_Task objective_. Please write out only the lines running from the one with "(x, y), bottom-right" through the last line of the listing, each exactly as given.

_Entries shown_.
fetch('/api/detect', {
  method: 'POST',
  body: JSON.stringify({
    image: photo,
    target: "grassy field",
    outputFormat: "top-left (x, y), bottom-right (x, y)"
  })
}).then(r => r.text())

_Exercise solution_.
    outputFormat: "top-left (x, y), bottom-right (x, y)"
  })
}).then(r => r.text())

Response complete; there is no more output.